How to complete this task:
Your answer should be the full listing, copied word for word.
-- Dataset content follows --
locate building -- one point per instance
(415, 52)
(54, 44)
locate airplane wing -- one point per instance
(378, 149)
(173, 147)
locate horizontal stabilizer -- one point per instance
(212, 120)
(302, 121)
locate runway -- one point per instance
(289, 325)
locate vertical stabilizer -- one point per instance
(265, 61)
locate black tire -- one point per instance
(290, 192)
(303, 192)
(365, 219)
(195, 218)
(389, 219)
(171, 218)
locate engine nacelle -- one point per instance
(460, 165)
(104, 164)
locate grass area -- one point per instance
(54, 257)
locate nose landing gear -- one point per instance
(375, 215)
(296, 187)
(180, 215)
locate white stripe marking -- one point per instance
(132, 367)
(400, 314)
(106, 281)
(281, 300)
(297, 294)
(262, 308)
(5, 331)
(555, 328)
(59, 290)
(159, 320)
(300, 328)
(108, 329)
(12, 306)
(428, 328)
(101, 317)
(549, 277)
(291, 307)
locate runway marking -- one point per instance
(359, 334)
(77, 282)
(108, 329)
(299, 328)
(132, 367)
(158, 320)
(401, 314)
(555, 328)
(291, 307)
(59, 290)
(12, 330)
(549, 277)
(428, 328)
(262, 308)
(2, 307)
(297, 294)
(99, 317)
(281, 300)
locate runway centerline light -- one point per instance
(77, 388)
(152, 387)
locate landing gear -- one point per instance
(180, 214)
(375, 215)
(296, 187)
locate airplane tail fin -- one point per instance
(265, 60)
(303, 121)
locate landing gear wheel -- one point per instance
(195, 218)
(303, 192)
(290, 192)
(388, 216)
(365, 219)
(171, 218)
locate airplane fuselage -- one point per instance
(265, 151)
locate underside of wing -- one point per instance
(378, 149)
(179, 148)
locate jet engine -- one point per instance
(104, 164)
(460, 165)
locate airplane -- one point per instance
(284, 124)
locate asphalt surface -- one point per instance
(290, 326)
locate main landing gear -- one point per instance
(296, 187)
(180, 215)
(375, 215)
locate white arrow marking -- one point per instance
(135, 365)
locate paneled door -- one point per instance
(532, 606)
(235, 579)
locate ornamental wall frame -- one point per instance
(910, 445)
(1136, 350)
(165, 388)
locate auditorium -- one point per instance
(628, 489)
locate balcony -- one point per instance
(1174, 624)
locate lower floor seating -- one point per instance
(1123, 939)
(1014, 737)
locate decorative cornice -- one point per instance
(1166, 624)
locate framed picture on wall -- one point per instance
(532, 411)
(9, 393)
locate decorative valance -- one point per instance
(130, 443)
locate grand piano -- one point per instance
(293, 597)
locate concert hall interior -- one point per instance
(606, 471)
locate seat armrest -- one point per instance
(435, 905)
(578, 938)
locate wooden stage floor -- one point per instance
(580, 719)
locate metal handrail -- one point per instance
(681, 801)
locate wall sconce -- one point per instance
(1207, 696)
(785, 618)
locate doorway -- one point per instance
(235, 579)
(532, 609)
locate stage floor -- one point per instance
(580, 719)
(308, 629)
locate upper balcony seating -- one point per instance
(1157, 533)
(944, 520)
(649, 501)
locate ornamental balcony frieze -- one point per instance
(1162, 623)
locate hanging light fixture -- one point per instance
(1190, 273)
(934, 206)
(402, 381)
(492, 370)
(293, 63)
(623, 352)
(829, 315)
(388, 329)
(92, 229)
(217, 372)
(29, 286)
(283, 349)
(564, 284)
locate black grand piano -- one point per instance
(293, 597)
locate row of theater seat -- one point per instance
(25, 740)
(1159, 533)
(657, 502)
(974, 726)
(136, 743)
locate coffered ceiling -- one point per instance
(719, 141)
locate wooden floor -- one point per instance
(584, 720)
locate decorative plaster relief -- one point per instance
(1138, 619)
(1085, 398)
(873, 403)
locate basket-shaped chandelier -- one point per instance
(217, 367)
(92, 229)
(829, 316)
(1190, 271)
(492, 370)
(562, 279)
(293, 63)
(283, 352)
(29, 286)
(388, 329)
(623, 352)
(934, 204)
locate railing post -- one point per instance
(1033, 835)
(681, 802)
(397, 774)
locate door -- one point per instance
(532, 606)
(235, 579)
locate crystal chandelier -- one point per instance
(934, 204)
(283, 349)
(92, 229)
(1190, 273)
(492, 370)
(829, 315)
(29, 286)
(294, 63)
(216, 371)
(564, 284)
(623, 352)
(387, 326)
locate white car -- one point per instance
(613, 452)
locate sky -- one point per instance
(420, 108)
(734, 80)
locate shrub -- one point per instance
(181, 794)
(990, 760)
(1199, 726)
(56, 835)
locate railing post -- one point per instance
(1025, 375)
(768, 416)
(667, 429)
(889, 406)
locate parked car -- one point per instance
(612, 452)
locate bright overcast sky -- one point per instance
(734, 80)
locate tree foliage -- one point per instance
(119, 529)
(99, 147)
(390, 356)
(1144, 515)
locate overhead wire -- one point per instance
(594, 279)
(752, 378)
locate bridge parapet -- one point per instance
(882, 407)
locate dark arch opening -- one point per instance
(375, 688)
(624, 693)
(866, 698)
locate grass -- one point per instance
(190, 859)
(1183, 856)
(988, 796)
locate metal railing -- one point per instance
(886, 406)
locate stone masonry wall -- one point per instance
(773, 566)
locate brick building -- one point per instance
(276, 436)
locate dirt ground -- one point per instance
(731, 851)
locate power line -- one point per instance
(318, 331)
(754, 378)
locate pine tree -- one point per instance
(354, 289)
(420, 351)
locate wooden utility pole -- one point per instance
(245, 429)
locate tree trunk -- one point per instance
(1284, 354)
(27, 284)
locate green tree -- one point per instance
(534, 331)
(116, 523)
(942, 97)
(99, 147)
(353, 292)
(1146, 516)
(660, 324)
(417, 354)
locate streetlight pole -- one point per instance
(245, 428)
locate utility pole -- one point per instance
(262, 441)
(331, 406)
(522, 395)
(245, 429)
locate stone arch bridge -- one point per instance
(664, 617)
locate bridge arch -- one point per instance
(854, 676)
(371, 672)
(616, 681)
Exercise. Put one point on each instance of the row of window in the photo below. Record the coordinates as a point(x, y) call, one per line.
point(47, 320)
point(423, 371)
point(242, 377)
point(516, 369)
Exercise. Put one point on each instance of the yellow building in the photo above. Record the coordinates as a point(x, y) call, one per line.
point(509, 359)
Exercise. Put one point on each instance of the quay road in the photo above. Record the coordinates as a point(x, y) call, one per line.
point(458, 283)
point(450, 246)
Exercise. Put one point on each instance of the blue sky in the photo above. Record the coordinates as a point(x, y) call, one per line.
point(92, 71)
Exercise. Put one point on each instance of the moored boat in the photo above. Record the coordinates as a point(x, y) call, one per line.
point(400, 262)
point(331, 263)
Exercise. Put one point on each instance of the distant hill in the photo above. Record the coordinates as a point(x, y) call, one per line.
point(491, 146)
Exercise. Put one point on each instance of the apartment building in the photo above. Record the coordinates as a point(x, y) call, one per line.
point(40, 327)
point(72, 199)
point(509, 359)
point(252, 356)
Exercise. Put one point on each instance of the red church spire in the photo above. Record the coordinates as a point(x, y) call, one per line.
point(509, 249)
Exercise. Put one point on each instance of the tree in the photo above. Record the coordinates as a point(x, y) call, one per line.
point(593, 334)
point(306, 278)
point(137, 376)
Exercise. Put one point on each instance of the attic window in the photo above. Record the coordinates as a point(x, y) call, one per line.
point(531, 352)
-- Dataset content concluded --
Exercise result:
locate building -- one point per instance
(415, 52)
(54, 44)
locate airplane wing -- one point per instance
(378, 149)
(173, 147)
locate horizontal stabilizer -- one point per instance
(212, 120)
(302, 121)
locate runway -- one point per instance
(289, 325)
locate vertical stabilizer -- one point per instance
(265, 61)
locate black tire -- one point per instance
(290, 192)
(303, 192)
(365, 219)
(195, 218)
(389, 219)
(171, 218)
locate engine nacelle -- one point per instance
(460, 165)
(104, 164)
locate grass area -- one point per instance
(54, 257)
locate nose landing gear -- one point per instance
(375, 215)
(296, 187)
(180, 215)
locate white stripe marking -- one point per instance
(132, 367)
(400, 314)
(106, 281)
(281, 300)
(297, 294)
(262, 308)
(5, 331)
(555, 328)
(59, 290)
(159, 320)
(300, 328)
(108, 329)
(12, 306)
(428, 328)
(101, 317)
(549, 277)
(291, 307)
locate runway marking -- one point per instance
(359, 334)
(77, 282)
(108, 329)
(299, 328)
(132, 367)
(158, 320)
(401, 314)
(555, 328)
(291, 307)
(59, 290)
(12, 330)
(549, 277)
(428, 328)
(262, 308)
(2, 307)
(297, 294)
(99, 317)
(281, 300)
locate runway centerline light -- one point per instance
(77, 388)
(152, 387)
locate landing gear -- one point per instance
(180, 214)
(375, 215)
(296, 187)
locate airplane tail fin -- one point per instance
(265, 60)
(303, 121)
locate landing gear wheel -- one point per instance
(195, 218)
(303, 192)
(290, 192)
(388, 216)
(365, 219)
(171, 218)
locate airplane fuselage -- one point per instance
(265, 151)
locate underside of wing -- one point per instance
(378, 149)
(179, 148)
locate jet engine -- one point per instance
(104, 164)
(460, 165)
locate airplane -- one point per instance
(284, 124)
locate asphalt surface -- one point per instance
(290, 326)
locate main landing gear -- one point per instance
(296, 187)
(180, 215)
(375, 215)
locate white arrow marking -- one point per instance
(135, 365)
locate paneled door -- one point per instance
(532, 606)
(235, 579)
locate ornamental wall frame -- one point per instance
(910, 445)
(1136, 350)
(165, 388)
locate auditorium -- one point per instance
(628, 489)
locate balcony -- one point per instance
(1174, 624)
locate lower floor seating -- one point per instance
(1123, 939)
(1014, 737)
locate decorative cornice -- one point per instance
(1166, 624)
locate framed picture on wall -- one point per instance
(532, 411)
(9, 393)
locate decorative valance -- one point per instance
(130, 443)
locate grand piano -- one point per instance
(293, 597)
locate concert hall interior -- one point per instance
(606, 471)
locate seat armrest -- one point per instance
(435, 905)
(578, 938)
locate wooden stage floor -- one point per instance
(580, 719)
locate metal handrail -- one point per instance
(681, 801)
locate wall sconce -- one point per instance
(1207, 696)
(785, 618)
locate doorway -- one point per instance
(235, 579)
(532, 609)
locate stage floor -- one point per instance
(580, 719)
(308, 629)
locate upper balcony seating -- one point per instance
(1157, 533)
(944, 520)
(649, 501)
locate ornamental balcony frieze -- one point per instance
(1162, 623)
locate hanging light fixture -- one point per instance
(1190, 273)
(934, 206)
(402, 381)
(492, 370)
(293, 63)
(623, 352)
(829, 315)
(388, 329)
(92, 229)
(217, 372)
(29, 286)
(283, 349)
(564, 284)
locate black grand piano -- one point per instance
(293, 597)
locate row of theater seat -- one point per instance
(25, 740)
(1159, 533)
(657, 502)
(974, 726)
(136, 743)
locate coffered ceiling -- one point per instance
(719, 141)
locate wooden floor -- one point per instance
(584, 720)
locate decorative plaster relief -- one point per instance
(1138, 619)
(1085, 398)
(873, 403)
locate basket-shaped chandelier -- one point per instance
(217, 367)
(92, 229)
(829, 316)
(1190, 271)
(492, 370)
(562, 279)
(293, 63)
(283, 352)
(29, 286)
(388, 329)
(623, 352)
(934, 204)
locate railing post -- one point per instance
(1033, 835)
(681, 802)
(397, 774)
locate door -- one point per instance
(532, 606)
(235, 579)
locate crystal chandelier -- one point per instance
(934, 204)
(283, 349)
(92, 229)
(1190, 273)
(492, 370)
(829, 315)
(29, 286)
(294, 63)
(216, 371)
(564, 284)
(623, 352)
(387, 326)
locate white car -- one point per instance
(613, 452)
locate sky -- one point per instance
(420, 108)
(734, 80)
locate shrub -- one point per instance
(181, 794)
(990, 760)
(1199, 726)
(56, 835)
locate railing post -- one point per instance
(1025, 375)
(768, 416)
(667, 429)
(889, 406)
locate parked car -- one point per instance
(612, 452)
locate bright overcast sky -- one point per instance
(734, 80)
locate tree foliage -- one point per instance
(119, 529)
(99, 147)
(390, 356)
(1144, 515)
locate overhead wire -- one point per instance
(594, 279)
(752, 378)
locate bridge parapet -- one point per instance
(882, 407)
locate dark arch opening -- one point per instance
(375, 688)
(624, 693)
(866, 698)
locate grass -- one point per instance
(190, 859)
(1183, 856)
(988, 796)
locate metal railing -- one point per instance
(886, 406)
locate stone masonry wall -- one point per instance
(773, 566)
locate brick building -- one point per instance
(276, 436)
locate dirt ground -- one point per instance
(731, 851)
locate power line -- one point per instance
(318, 331)
(754, 378)
locate pine tree -- one point per instance
(354, 289)
(420, 351)
locate wooden utility pole -- one point per instance
(245, 429)
locate tree trunk -- one point per instance
(1284, 354)
(27, 284)
locate green tree -- one point per instance
(534, 331)
(116, 523)
(942, 97)
(99, 147)
(353, 292)
(1146, 516)
(660, 324)
(417, 354)
locate streetlight pole -- one point per instance
(245, 428)
locate utility pole -- one point per instance
(262, 441)
(331, 406)
(522, 395)
(245, 429)
locate stone arch bridge -- one point per instance
(664, 617)
locate bridge arch -- one point per instance
(854, 676)
(371, 672)
(616, 681)
Exercise. Put one point on each instance of the row of window in the photo below. Record the coordinates as a point(x, y) call, one per line.
point(47, 320)
point(423, 371)
point(242, 377)
point(516, 369)
Exercise. Put one point on each instance of the yellow building in the photo above. Record the coordinates as a point(x, y) call, one per line.
point(509, 359)
Exercise. Put one point on each instance of the quay road in the photo above. Record the coordinates as a point(x, y) call, one per line.
point(458, 283)
point(450, 246)
Exercise. Put one point on each instance of the blue sky in the photo above. Record the coordinates as a point(x, y) call, one per line.
point(92, 71)
Exercise. Put one point on each instance of the moored boat in the photo above. Record the coordinates as a point(x, y) call, one per line.
point(400, 262)
point(331, 263)
Exercise. Put one point on each instance of the distant hill in the photo above. Record the coordinates as a point(x, y) call, one per line.
point(491, 146)
Exercise. Put one point on each instance of the apartment building in the photo above. Record the coordinates as a point(x, y) call, one per line.
point(40, 327)
point(72, 199)
point(509, 359)
point(252, 356)
Exercise. Put one point on each instance of the red church spire in the photo above. Record the coordinates as a point(x, y) call, one per line.
point(509, 249)
Exercise. Put one point on each instance of the tree in the photo above. Record the coordinates as a point(x, y) call, one per line.
point(593, 334)
point(306, 278)
point(137, 376)
Exercise. Put one point on each instance of the attic window in the photo above. Record the coordinates as a point(x, y) call, one per line.
point(531, 352)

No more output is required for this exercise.